What you will do: Format every line of the data below as a JSON list of strings, with one string per line and blank lines omitted.

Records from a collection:
+===+

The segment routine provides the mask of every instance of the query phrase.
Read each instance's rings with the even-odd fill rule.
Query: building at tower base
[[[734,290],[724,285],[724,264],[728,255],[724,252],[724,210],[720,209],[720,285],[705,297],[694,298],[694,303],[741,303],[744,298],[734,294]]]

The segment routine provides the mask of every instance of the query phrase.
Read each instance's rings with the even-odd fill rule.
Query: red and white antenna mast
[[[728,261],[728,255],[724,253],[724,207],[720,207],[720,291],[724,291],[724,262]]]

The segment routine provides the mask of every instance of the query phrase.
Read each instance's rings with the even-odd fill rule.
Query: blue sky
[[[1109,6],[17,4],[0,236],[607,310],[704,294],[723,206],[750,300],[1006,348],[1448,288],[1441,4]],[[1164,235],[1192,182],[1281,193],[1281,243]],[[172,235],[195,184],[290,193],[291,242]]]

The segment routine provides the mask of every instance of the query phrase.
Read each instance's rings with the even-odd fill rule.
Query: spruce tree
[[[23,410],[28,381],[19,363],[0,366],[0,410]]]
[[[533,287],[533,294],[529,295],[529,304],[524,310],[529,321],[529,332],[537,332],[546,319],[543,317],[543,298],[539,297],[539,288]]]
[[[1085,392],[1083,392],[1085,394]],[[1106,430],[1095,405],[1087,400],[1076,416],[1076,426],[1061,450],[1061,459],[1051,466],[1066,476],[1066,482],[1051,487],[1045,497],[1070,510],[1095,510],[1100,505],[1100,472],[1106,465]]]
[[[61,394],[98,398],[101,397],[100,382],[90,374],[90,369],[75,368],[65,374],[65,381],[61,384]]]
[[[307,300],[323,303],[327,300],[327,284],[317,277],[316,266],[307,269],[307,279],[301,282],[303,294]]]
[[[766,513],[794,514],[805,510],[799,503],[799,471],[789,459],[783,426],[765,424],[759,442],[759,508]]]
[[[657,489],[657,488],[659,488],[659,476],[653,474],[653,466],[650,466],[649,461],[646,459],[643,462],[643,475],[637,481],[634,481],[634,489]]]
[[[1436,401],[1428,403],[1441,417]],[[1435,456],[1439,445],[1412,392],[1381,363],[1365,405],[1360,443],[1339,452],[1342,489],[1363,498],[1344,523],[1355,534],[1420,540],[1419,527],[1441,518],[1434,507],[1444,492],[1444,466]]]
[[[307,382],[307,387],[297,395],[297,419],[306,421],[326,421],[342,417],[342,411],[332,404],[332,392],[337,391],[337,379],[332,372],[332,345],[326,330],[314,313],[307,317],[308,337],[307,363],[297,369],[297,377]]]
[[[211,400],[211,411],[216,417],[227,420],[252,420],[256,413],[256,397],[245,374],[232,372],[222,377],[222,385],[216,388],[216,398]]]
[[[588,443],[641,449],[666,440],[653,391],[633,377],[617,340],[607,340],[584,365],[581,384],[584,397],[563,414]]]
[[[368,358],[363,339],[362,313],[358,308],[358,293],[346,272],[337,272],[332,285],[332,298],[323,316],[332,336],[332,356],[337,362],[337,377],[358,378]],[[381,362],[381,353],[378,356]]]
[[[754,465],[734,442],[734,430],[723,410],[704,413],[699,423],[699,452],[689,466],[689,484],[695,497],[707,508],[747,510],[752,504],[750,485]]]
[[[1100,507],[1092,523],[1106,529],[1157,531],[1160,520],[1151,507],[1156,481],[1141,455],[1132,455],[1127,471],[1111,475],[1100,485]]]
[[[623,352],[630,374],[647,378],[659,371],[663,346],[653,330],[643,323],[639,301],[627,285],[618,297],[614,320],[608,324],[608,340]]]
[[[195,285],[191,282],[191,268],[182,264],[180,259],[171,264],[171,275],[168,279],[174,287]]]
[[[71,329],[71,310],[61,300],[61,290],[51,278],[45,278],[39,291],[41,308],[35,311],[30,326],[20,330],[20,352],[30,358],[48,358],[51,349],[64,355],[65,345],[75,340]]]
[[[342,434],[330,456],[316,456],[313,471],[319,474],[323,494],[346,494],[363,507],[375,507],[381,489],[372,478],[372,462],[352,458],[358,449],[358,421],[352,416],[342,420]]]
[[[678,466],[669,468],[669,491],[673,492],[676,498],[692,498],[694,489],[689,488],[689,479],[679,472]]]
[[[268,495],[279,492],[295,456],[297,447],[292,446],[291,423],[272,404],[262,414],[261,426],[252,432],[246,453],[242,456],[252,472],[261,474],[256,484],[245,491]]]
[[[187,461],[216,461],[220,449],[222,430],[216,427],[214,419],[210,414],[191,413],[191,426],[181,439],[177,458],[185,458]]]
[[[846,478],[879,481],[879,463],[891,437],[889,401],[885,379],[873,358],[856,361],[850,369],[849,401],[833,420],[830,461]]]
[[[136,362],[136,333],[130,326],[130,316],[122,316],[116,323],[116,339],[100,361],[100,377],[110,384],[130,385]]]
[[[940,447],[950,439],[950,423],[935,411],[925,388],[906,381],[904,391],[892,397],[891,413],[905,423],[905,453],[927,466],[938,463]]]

+===+

Answer:
[
  "The segment routine provides the mask of every instance of the query phrase.",
  "Read each instance's rings with the even-odd fill rule.",
  "Query: building at tower base",
  "[[[734,290],[724,285],[724,264],[728,255],[724,252],[724,210],[720,209],[720,285],[705,297],[694,298],[694,303],[741,303],[744,298],[734,294]]]",
  "The segment routine provides the mask of every instance of the query phrase.",
  "Read each instance's rings with the even-odd fill rule.",
  "Query: red and white antenna mast",
  "[[[728,261],[728,255],[724,253],[724,207],[720,207],[720,291],[724,291],[724,262]]]",
  "The segment routine provides the mask of every instance of the query phrase.",
  "Read each instance's rings with the even-odd fill rule.",
  "Query: blue sky",
  "[[[1109,6],[17,4],[0,236],[607,310],[704,294],[723,206],[750,300],[1006,348],[1448,288],[1441,4]],[[1164,235],[1192,182],[1281,193],[1281,243]],[[172,235],[195,184],[290,193],[291,242]]]",
  "The segment routine provides the mask of every instance of the query phrase.",
  "Read each instance's rings with the even-odd fill rule.",
  "Query: spruce tree",
  "[[[23,410],[28,381],[19,363],[0,366],[0,410]]]",
  "[[[533,287],[533,294],[529,295],[529,304],[524,310],[529,321],[529,332],[537,332],[546,319],[543,317],[543,298],[539,297],[539,288]]]",
  "[[[1085,392],[1083,392],[1085,394]],[[1106,430],[1095,405],[1087,400],[1076,416],[1076,426],[1061,450],[1061,459],[1051,466],[1066,476],[1066,482],[1051,487],[1045,497],[1070,510],[1095,510],[1100,505],[1100,472],[1106,465]]]",
  "[[[61,394],[98,398],[101,397],[100,382],[90,374],[90,369],[75,368],[65,374],[65,381],[61,384]]]",
  "[[[307,300],[323,303],[327,300],[327,284],[317,277],[316,266],[307,269],[307,279],[301,282],[303,294]]]",
  "[[[766,513],[794,514],[805,510],[799,503],[799,471],[789,459],[783,426],[765,424],[759,442],[759,508]]]",
  "[[[657,489],[657,488],[659,488],[659,476],[653,474],[653,466],[650,466],[649,461],[646,459],[643,462],[643,475],[637,481],[634,481],[634,489]]]",
  "[[[1436,401],[1428,403],[1441,417]],[[1435,456],[1439,445],[1412,392],[1381,363],[1365,405],[1360,443],[1339,452],[1342,489],[1363,498],[1344,523],[1355,534],[1420,540],[1419,527],[1441,518],[1434,507],[1444,492],[1444,466]]]",
  "[[[307,382],[307,387],[297,395],[297,419],[306,421],[326,421],[342,417],[342,411],[332,404],[332,392],[337,391],[337,379],[332,372],[332,345],[326,330],[314,313],[307,317],[308,337],[307,363],[297,369],[297,377]]]",
  "[[[211,400],[211,411],[216,417],[227,420],[252,420],[256,413],[256,397],[245,374],[232,372],[222,377],[222,385],[216,388],[216,398]]]",
  "[[[588,443],[641,449],[666,440],[653,391],[633,377],[617,340],[607,340],[584,365],[581,384],[584,397],[563,414]]]",
  "[[[368,358],[363,339],[362,313],[358,308],[358,293],[346,272],[337,272],[332,285],[332,298],[323,316],[332,336],[332,356],[337,362],[337,377],[358,378]],[[381,362],[381,353],[378,356]]]",
  "[[[754,465],[734,442],[734,430],[723,410],[704,413],[699,423],[699,452],[689,466],[689,484],[695,497],[707,508],[747,510],[752,504],[750,485]]]",
  "[[[1100,507],[1092,523],[1106,529],[1157,531],[1160,520],[1151,507],[1156,481],[1141,455],[1132,455],[1127,471],[1111,475],[1100,485]]]",
  "[[[623,352],[630,374],[647,378],[659,371],[663,346],[653,330],[643,323],[639,301],[627,285],[618,297],[614,320],[608,324],[608,340]]]",
  "[[[195,285],[191,282],[191,268],[182,264],[180,259],[171,264],[171,275],[168,279],[174,287]]]",
  "[[[71,329],[71,310],[61,300],[61,290],[51,278],[45,278],[39,291],[41,308],[35,311],[30,326],[20,330],[20,352],[30,358],[48,358],[51,349],[64,355],[65,345],[75,340]]]",
  "[[[342,434],[330,456],[316,456],[313,471],[319,474],[323,494],[346,494],[363,507],[375,507],[381,489],[372,478],[372,462],[352,458],[358,449],[358,421],[352,416],[342,420]]]",
  "[[[678,466],[669,468],[669,491],[673,492],[676,498],[692,498],[694,489],[689,488],[689,479],[679,472]]]",
  "[[[268,495],[279,492],[295,456],[297,447],[292,446],[291,423],[272,404],[262,414],[261,426],[252,432],[246,453],[242,456],[252,472],[261,474],[256,484],[245,491]]]",
  "[[[187,461],[216,461],[220,449],[222,430],[216,427],[214,419],[210,414],[191,413],[191,426],[181,439],[177,458],[185,458]]]",
  "[[[846,478],[879,481],[879,463],[891,437],[889,401],[885,379],[873,358],[856,361],[850,369],[849,401],[833,420],[830,461]]]",
  "[[[136,362],[136,333],[130,326],[130,316],[122,316],[116,323],[116,339],[100,361],[100,377],[110,384],[130,385]]]",
  "[[[940,447],[950,439],[950,423],[935,411],[925,388],[906,381],[904,391],[892,397],[891,413],[905,423],[905,453],[927,466],[938,463]]]"
]